━━ Page extract
# Baits from river saugeyes



## midoh39 (May 8, 2005)

Does anyone know a good saugeye bait for river fishing?


----------



## twistertail (Apr 10, 2004)

twitertails are always good, I prefer white. I have also caught a few on tubes while fishing for smallies.


----------



## truck (Apr 12, 2004)

Most guys use minnows.


----------



## fishing_marshall (Jun 12, 2004)

I usually use shad raps. Twistertails and sassy shads are really good. I have caught some on nightcrawlers too.


----------



## mrfishohio (Apr 5, 2004)

Depends, from a boat or off the bank. Those heddon sonars...blade baits, can be killers from a boat along the lock walls of a dam. 
Off the bank, stick with jigs, the lightest you can get away with for conditions. Color will vary, funny there, you swouldn't think it would make a real difference, but flakes, etc. come into play.


----------



## midoh39 (May 8, 2005)

We wade by a dam seen people catch some. They arent the biggest in the GMR near the dam some guy caught a 7pounder.


----------



## Guest (Jun 6, 2005)

husky jerks


----------



## CPTN.CROWN (Apr 11, 2004)

Husky Jerks, Rouges, Long A's, Reef Runners to name a few. I used to only use jigs but in the last 4 years i dont even take em with me. And fishing on the spots we fish on ill out fish guys in other boats thrownin jigs!


----------
━━━━
Task requirements =>
• 1. In the saugeye bait thread, list every bait that the post by CPTN.CROWN names before "to name a few".
• 2. Print the stretch of the saugeye bait thread from "## Guest (Jun" through "boats thrownin jigs!".
━━ Material
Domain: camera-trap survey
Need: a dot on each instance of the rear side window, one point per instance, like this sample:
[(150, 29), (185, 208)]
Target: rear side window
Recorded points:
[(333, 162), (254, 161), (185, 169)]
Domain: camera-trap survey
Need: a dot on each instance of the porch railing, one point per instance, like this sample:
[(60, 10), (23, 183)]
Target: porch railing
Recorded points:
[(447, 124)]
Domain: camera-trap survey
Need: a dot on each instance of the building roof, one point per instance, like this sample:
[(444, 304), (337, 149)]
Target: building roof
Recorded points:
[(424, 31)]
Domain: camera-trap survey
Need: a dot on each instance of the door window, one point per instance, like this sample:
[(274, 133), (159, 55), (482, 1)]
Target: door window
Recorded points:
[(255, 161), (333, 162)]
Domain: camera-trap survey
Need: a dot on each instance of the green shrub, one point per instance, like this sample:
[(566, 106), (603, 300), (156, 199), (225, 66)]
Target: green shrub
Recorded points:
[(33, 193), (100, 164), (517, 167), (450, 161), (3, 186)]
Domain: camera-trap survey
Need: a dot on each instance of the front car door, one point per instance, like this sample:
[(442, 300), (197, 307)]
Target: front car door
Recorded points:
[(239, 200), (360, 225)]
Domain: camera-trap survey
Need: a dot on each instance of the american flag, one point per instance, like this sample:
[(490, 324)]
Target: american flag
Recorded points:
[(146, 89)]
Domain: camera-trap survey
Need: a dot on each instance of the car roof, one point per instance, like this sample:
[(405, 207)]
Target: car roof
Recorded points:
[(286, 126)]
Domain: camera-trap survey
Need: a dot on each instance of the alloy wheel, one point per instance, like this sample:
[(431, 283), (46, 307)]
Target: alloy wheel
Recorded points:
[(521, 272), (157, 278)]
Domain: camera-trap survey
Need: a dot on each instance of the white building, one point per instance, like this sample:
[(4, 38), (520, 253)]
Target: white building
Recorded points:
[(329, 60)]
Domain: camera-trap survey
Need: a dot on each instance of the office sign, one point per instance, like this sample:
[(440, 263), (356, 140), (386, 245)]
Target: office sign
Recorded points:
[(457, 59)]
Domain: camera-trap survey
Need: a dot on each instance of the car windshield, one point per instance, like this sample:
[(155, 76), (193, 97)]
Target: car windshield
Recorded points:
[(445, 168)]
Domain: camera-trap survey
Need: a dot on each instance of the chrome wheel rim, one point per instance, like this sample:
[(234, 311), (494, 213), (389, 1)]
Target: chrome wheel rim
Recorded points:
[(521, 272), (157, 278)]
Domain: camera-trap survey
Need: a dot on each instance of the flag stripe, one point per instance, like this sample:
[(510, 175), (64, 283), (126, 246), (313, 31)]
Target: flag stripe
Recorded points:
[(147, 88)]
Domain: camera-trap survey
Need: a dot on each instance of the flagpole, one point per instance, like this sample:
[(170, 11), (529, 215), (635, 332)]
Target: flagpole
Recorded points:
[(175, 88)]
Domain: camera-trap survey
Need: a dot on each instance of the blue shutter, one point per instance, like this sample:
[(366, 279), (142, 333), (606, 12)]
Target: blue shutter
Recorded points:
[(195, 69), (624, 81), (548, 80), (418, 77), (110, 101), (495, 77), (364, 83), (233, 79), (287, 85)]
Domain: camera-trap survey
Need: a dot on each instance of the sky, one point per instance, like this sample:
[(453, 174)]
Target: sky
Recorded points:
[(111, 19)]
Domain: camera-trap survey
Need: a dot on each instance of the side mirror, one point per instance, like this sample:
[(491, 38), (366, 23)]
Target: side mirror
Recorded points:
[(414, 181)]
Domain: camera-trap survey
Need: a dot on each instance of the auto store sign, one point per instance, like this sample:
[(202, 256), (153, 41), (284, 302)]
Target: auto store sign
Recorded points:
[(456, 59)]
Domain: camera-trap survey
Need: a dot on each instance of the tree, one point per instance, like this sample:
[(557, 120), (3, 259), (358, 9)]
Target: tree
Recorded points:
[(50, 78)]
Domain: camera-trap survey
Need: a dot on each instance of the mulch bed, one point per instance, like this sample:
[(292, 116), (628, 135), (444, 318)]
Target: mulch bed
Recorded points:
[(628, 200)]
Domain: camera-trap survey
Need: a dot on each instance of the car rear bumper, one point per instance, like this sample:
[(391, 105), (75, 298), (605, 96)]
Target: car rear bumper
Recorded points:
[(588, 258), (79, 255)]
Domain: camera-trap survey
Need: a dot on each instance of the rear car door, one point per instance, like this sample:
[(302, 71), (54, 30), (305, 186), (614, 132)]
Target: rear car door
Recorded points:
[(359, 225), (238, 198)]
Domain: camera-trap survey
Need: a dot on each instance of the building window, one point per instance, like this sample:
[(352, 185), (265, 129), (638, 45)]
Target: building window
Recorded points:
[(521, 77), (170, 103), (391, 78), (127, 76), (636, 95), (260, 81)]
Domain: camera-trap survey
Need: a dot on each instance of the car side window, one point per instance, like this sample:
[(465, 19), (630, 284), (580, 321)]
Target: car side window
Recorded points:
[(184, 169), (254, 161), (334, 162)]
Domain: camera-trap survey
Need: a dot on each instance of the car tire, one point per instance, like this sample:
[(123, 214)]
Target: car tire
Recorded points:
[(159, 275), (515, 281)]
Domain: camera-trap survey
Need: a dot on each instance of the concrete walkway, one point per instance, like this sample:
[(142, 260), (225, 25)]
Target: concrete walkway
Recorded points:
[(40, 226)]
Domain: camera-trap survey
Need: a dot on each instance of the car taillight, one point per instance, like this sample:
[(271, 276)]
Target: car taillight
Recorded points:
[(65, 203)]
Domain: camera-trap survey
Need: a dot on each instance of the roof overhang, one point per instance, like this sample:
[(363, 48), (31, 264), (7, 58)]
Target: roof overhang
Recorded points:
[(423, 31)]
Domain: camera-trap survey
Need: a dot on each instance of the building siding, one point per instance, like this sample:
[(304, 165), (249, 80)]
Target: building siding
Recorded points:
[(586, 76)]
━━━━
━━ Material
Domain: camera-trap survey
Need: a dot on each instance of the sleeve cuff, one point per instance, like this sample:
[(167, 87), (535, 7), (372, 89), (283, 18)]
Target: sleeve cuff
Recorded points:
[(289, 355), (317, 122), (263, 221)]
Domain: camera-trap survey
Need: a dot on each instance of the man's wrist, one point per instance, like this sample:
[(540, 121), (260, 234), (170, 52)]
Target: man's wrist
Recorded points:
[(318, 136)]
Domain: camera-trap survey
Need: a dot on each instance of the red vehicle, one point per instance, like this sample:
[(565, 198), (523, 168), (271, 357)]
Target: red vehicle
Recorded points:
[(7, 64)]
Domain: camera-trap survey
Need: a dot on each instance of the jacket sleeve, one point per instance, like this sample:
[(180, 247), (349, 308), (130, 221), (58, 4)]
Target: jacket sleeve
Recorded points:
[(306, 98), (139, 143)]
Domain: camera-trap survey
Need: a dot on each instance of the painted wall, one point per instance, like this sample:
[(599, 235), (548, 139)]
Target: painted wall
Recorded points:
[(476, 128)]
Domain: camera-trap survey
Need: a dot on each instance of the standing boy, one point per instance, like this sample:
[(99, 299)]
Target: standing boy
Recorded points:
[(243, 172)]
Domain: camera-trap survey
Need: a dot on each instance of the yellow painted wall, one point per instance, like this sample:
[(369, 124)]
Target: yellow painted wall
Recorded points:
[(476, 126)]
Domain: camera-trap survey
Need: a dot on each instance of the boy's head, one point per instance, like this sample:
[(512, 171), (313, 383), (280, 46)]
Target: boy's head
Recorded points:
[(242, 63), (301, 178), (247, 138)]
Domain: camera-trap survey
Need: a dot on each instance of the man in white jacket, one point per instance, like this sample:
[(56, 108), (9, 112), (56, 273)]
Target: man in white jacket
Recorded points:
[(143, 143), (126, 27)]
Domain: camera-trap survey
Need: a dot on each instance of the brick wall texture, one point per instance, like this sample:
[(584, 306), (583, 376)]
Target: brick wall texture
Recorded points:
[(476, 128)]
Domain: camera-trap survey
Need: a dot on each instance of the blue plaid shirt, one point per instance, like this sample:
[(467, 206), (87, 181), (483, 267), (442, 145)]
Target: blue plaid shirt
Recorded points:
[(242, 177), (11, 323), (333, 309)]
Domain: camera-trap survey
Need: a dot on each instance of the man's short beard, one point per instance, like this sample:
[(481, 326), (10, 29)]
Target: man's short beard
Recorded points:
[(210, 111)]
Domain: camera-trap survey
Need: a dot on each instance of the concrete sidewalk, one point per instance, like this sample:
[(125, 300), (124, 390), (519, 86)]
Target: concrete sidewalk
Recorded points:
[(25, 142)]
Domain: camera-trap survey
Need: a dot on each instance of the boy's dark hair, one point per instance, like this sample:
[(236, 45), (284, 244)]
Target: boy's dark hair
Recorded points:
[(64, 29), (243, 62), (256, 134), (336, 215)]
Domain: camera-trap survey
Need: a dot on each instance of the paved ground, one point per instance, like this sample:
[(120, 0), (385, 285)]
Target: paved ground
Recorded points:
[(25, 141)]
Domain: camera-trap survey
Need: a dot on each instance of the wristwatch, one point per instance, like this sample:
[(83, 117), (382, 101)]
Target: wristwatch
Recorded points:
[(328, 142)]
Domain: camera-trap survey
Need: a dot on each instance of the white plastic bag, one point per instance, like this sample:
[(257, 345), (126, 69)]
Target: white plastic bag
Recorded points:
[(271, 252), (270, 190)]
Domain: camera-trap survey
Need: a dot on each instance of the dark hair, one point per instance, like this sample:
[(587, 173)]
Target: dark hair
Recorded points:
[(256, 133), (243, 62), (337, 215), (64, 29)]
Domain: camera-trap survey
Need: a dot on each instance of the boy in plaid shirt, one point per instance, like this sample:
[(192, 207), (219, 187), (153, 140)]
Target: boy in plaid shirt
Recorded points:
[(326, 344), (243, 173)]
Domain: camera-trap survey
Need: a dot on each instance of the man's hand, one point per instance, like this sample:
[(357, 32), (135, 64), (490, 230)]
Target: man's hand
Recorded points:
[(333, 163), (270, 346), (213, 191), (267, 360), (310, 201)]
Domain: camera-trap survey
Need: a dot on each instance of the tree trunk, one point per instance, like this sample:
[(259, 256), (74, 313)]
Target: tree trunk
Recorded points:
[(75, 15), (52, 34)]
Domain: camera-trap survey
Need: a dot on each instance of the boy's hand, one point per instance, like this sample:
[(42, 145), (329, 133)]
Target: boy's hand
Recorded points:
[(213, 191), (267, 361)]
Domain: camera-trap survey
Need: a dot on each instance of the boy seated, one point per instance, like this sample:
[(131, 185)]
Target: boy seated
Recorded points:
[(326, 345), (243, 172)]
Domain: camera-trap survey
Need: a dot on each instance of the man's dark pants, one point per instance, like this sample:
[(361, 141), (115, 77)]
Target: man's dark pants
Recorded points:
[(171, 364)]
━━━━
Expected responses =>
• 1. Husky Jerks, Rouges, Long A's, Reef Runners

• 2.
## Guest (Jun 6, 2005)

husky jerks


----------



## CPTN.CROWN (Apr 11, 2004)

Husky Jerks, Rouges, Long A's, Reef Runners to name a few. I used to only use jigs but in the last 4 years i dont even take em with me. And fishing on the spots we fish on ill out fish guys in other boats thrownin jigs!